- _ACTIONS TO TAKE_:
- A) In the article about a possible food studies program at Middlebury College, about how many students came to the first meeting the dean of curriculum held?
- B) Write the next few paragraphs of the article about Middlebury College's proposed food studies program, starting after its final sentence.

- _TEXT EXCERPT_:

• • • • • • •

College mulls new food studies program
MIDDLEBURY — An idea that started as a blog post last summer may become the newest field of study at Middlebury College.
Last summer, Amanda Warren and Ben Blackshear, students who currently head up the Middlebury College Organic Garden (MCOG), sat down to develop an unofficial program in Food and Agriculture Studies using courses already offered at the college. They posted the plan to their blog at middfood.com.
“We got a lot of response right away — we were taken off guard,” said Warren. “Everyone kept telling us that this was a very salient topic, that people wanted to talk about it.”
Now the school’s Environmental Council is also pushing for a food and agriculture-based course of study, and Bob Cluss, the college’s dean of curriculum, has so far held two meetings to gauge student interest. The first drew nearly 30 students, which Warren said is just a percentage of the students who have expressed an interest in the program to her.
“There’s clearly a lot of student interest,” said Cluss. “It’s been strong and seems to be growing.
And the Environmental Council is throwing some weight behind it, too, Cluss said.
Helen Young chairs the Environmental Council, which this year named food a major area of focus. Young, a botany professor, incorporates trips to the college garden into her introductory botany classes, and she said it’s a prime way to get students engaged with the subject.

• • • • • • •

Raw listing
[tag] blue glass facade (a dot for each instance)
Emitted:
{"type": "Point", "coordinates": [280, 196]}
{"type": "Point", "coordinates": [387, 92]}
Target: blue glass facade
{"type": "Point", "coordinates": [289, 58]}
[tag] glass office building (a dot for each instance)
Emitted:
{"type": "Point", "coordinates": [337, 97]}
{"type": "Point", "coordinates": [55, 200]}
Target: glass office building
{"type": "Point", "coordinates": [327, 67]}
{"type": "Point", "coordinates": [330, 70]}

• • • • • • •

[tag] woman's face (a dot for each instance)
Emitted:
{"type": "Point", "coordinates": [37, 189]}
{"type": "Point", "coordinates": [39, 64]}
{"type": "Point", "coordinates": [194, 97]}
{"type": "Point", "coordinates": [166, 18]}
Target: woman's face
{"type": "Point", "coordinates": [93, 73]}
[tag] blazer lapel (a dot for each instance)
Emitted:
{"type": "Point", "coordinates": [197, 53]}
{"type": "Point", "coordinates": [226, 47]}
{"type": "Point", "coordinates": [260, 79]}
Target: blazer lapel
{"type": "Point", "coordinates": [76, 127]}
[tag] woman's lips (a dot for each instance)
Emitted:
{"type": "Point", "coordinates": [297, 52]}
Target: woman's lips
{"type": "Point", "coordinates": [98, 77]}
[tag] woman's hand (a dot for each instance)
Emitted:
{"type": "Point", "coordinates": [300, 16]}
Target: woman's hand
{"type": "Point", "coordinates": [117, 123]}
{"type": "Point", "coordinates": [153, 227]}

• • • • • • •

- _WRITTEN RESPONSES_:
- A) Nearly 30 students.

- B)
“Everyone is interested in food, and plants make up such a large portion of our diet,” said Young. “(In class,) we spend a fair amount of time eating and talking about the plant matter we’re eating.”
And Young is not the only professor incorporating the study of food into her classes. As Warren and Blackshear found when they first blogged about a food and agriculture studies program, there are already food and agriculture-related courses spanning several disciplines — “The Anthropology of Food,” “Local Green Politics,” “Soils, Geology, and the Environment,” and “Literary Feasts: Representations of Food in Modern Narrative,” to name a few.
Young said the college’s environmental track record makes it a prime candidate for a more focused food studies program.
“It seems like the next natural area to focus on,” she said. “Students arriving at Middlebury are very interested in environmentalism and sustainability, and a lot of our impact on the environment is through the food we eat.”
That’s just one of the reasons that the great deal of student interest in a food studies program hasn’t come as a surprise — then there are organizations like the organic garden, which has a solid core of volunteers, and Dolci, a popular student-run restaurant on campus.
Last January, Warren was one of a group of students who team-taught a winter term class on food justice, bringing in speakers and doing readings and discussions on the topic of food access, farming and nutrition. Warren said she and the other students leading the course received nearly 50 applicants for the maximum 12 student slots.
But, said Cluss, it was the convergence of faculty and student interest that caught the administration’s attention.
“When students step up and faculty do, too, that’s always a good thing,” he said.
While the program in food and agriculture is far from being a done deal, Cluss was optimistic.
“There’s a lot of support in the administration for this — it’s clearly important,” he said.
“I would say we’re looking at something that’s pretty interdisciplinary,” Cluss said. “Probably a minor at first.”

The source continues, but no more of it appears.